# What to work on:
Copy the records word for word from their first line through the line containing "154], [92, 165]]", with that line included. Leave out the pictures.

Records excerpted from a collection

################

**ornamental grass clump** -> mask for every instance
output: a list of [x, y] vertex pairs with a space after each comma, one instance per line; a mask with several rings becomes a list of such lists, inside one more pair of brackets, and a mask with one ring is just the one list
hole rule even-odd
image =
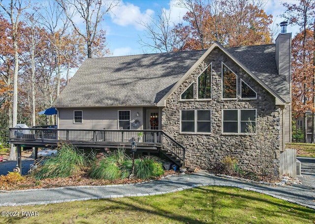
[[86, 166], [87, 157], [72, 145], [63, 144], [57, 150], [57, 155], [47, 159], [34, 171], [36, 179], [69, 177], [80, 172]]
[[137, 178], [150, 179], [164, 174], [162, 163], [158, 158], [145, 157], [136, 160], [134, 162], [134, 174]]
[[90, 176], [93, 178], [115, 180], [128, 177], [132, 169], [132, 161], [125, 153], [124, 149], [118, 149], [108, 154], [102, 154], [92, 165]]

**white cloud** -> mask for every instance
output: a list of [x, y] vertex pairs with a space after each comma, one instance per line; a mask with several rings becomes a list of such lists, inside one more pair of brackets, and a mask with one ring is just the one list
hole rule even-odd
[[142, 30], [144, 27], [139, 24], [141, 21], [145, 23], [150, 20], [150, 17], [154, 14], [152, 9], [148, 9], [141, 12], [140, 7], [133, 4], [122, 2], [122, 5], [113, 9], [110, 16], [113, 23], [126, 27], [134, 26], [137, 30]]
[[[271, 0], [266, 1], [264, 10], [267, 15], [272, 14], [273, 16], [273, 23], [272, 24], [271, 29], [274, 32], [274, 38], [278, 35], [280, 32], [280, 27], [279, 24], [282, 22], [285, 21], [285, 19], [281, 16], [286, 11], [286, 8], [283, 5], [283, 2], [286, 2], [289, 4], [299, 4], [299, 1], [295, 0], [286, 0], [280, 1], [278, 0]], [[292, 36], [294, 36], [299, 32], [299, 27], [298, 26], [292, 26], [289, 25], [287, 28], [288, 32], [292, 32]]]
[[119, 48], [115, 48], [113, 51], [113, 56], [122, 56], [124, 55], [130, 55], [132, 52], [132, 49], [131, 47], [120, 47]]

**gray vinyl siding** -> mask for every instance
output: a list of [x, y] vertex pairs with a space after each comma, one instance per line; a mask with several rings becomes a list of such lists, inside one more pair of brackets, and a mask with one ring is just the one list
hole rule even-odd
[[292, 138], [292, 121], [291, 115], [291, 105], [288, 105], [284, 107], [284, 143], [291, 142]]
[[[58, 128], [60, 129], [118, 129], [118, 111], [130, 110], [130, 121], [138, 119], [143, 129], [142, 107], [99, 107], [58, 108], [59, 114]], [[82, 110], [82, 123], [73, 124], [73, 111]], [[137, 116], [137, 113], [139, 116]], [[130, 126], [131, 129], [134, 128]]]
[[291, 83], [291, 35], [280, 33], [276, 40], [276, 63], [279, 75], [284, 75], [288, 83]]
[[281, 109], [281, 112], [280, 112], [280, 133], [279, 133], [279, 135], [280, 135], [280, 151], [283, 151], [284, 150], [284, 141], [283, 141], [283, 139], [284, 139], [284, 135], [283, 135], [283, 130], [284, 130], [284, 122], [283, 122], [283, 120], [284, 119], [283, 119], [283, 110]]
[[280, 134], [280, 149], [281, 151], [284, 151], [285, 144], [292, 141], [291, 105], [286, 105], [284, 109], [281, 109]]

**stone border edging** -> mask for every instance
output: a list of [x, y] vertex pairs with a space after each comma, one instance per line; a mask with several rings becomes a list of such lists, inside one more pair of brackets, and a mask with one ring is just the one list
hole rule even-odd
[[197, 188], [199, 187], [203, 187], [203, 186], [231, 187], [237, 188], [245, 190], [247, 191], [250, 191], [252, 192], [257, 192], [260, 193], [263, 193], [264, 194], [271, 196], [272, 197], [275, 197], [276, 198], [284, 200], [284, 201], [286, 201], [290, 203], [297, 204], [301, 205], [302, 206], [307, 207], [315, 210], [315, 206], [306, 205], [306, 204], [294, 201], [294, 200], [289, 199], [285, 197], [281, 197], [281, 196], [278, 196], [276, 194], [274, 194], [273, 193], [269, 193], [268, 192], [265, 192], [264, 191], [261, 191], [260, 190], [256, 189], [253, 188], [249, 188], [248, 187], [244, 187], [240, 185], [235, 185], [226, 184], [203, 184], [192, 185], [191, 186], [185, 186], [185, 187], [177, 188], [176, 189], [174, 189], [171, 191], [168, 191], [166, 192], [157, 192], [150, 193], [137, 193], [137, 194], [127, 193], [125, 194], [111, 194], [111, 195], [103, 196], [101, 197], [83, 197], [83, 198], [75, 198], [75, 199], [72, 199], [58, 200], [54, 200], [54, 201], [37, 201], [37, 202], [28, 202], [28, 203], [5, 203], [3, 204], [0, 205], [0, 206], [24, 206], [24, 205], [42, 205], [42, 204], [55, 204], [55, 203], [63, 203], [63, 202], [71, 202], [71, 201], [87, 201], [88, 200], [99, 200], [100, 199], [104, 199], [104, 198], [115, 198], [117, 197], [141, 197], [143, 196], [151, 196], [151, 195], [164, 194], [165, 193], [172, 193], [172, 192], [181, 192], [182, 191], [184, 191], [184, 190], [186, 190], [186, 189], [189, 189], [193, 188]]
[[280, 182], [275, 182], [275, 183], [269, 183], [269, 182], [265, 182], [264, 181], [252, 181], [251, 180], [249, 180], [248, 179], [242, 178], [241, 177], [232, 177], [232, 176], [228, 176], [224, 174], [215, 174], [216, 176], [218, 176], [220, 177], [225, 177], [228, 179], [235, 179], [236, 180], [239, 180], [240, 181], [245, 181], [248, 183], [253, 183], [254, 184], [264, 184], [265, 185], [269, 185], [269, 186], [274, 186], [276, 185], [278, 186], [283, 186], [286, 183], [287, 183], [288, 181], [285, 178], [282, 178], [282, 180]]
[[[210, 174], [211, 175], [211, 174]], [[170, 177], [171, 176], [176, 176], [177, 175], [177, 174], [168, 175], [167, 176], [165, 176], [164, 177], [161, 177], [160, 179]], [[225, 177], [229, 179], [236, 179], [240, 180], [246, 181], [247, 182], [254, 183], [256, 184], [266, 184], [269, 185], [283, 186], [284, 184], [285, 184], [285, 183], [287, 182], [287, 181], [286, 181], [285, 180], [283, 179], [283, 180], [280, 183], [270, 183], [268, 182], [249, 181], [249, 180], [245, 179], [244, 178], [234, 177], [232, 177], [232, 176], [227, 176], [227, 175], [224, 175], [221, 174], [212, 174], [212, 175], [214, 176], [218, 176], [221, 177]], [[118, 187], [118, 186], [121, 187], [121, 186], [125, 186], [138, 185], [140, 184], [144, 184], [145, 183], [151, 182], [153, 181], [156, 181], [157, 180], [150, 180], [149, 181], [143, 181], [142, 182], [139, 182], [136, 183], [119, 184], [119, 185], [61, 187], [59, 188], [55, 188], [27, 189], [25, 190], [17, 190], [17, 191], [3, 191], [2, 190], [2, 191], [0, 191], [0, 192], [24, 192], [34, 191], [48, 191], [48, 190], [59, 190], [59, 189], [62, 190], [62, 189], [64, 189], [65, 188], [74, 189], [74, 188], [100, 188], [100, 187], [110, 188], [113, 187]], [[117, 197], [141, 197], [143, 196], [151, 196], [151, 195], [155, 195], [164, 194], [165, 193], [172, 193], [172, 192], [180, 192], [186, 189], [189, 189], [193, 188], [197, 188], [198, 187], [202, 187], [202, 186], [231, 187], [234, 187], [234, 188], [237, 188], [241, 189], [246, 190], [247, 191], [250, 191], [252, 192], [257, 192], [260, 193], [263, 193], [264, 194], [271, 196], [272, 197], [275, 197], [276, 198], [284, 200], [284, 201], [286, 201], [290, 203], [298, 204], [302, 206], [307, 207], [308, 208], [310, 208], [315, 210], [315, 206], [307, 205], [307, 204], [303, 204], [302, 203], [300, 203], [294, 200], [291, 200], [290, 199], [286, 198], [285, 197], [281, 197], [281, 196], [277, 195], [273, 193], [269, 193], [264, 191], [261, 191], [260, 190], [256, 189], [254, 188], [249, 188], [248, 187], [242, 186], [241, 185], [235, 185], [226, 184], [199, 184], [196, 185], [192, 185], [191, 186], [184, 186], [181, 188], [177, 188], [176, 189], [174, 189], [171, 191], [168, 191], [166, 192], [157, 192], [149, 193], [137, 193], [137, 194], [127, 193], [125, 194], [110, 194], [108, 195], [103, 196], [101, 197], [83, 197], [83, 198], [74, 198], [74, 199], [64, 199], [64, 200], [36, 201], [36, 202], [27, 202], [27, 203], [7, 203], [6, 202], [3, 204], [0, 204], [0, 207], [42, 205], [42, 204], [55, 204], [55, 203], [58, 203], [68, 202], [72, 202], [72, 201], [87, 201], [88, 200], [99, 200], [100, 199], [104, 199], [104, 198], [117, 198]]]

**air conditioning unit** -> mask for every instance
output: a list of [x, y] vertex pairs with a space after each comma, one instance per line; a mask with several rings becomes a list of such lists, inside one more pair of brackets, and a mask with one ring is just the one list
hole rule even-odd
[[301, 162], [297, 159], [296, 159], [296, 176], [302, 176], [302, 173], [301, 172]]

################

# Result for this exercise:
**ornamental grass clump** -> mask for every instance
output: a list of [x, y] vertex pairs with a space after each comma, one instance per line; a mask with several rings becomes a list of such lists, inside one more pair of brackets, and a mask with one ring is just the one list
hole rule even-odd
image =
[[86, 166], [87, 157], [72, 145], [63, 144], [57, 150], [57, 155], [47, 159], [34, 171], [36, 179], [69, 177], [80, 172]]
[[137, 178], [150, 179], [164, 174], [162, 163], [158, 158], [145, 157], [136, 160], [134, 162], [134, 174]]
[[90, 176], [93, 178], [115, 180], [128, 177], [132, 169], [132, 161], [125, 153], [124, 149], [118, 149], [108, 154], [102, 154], [92, 165]]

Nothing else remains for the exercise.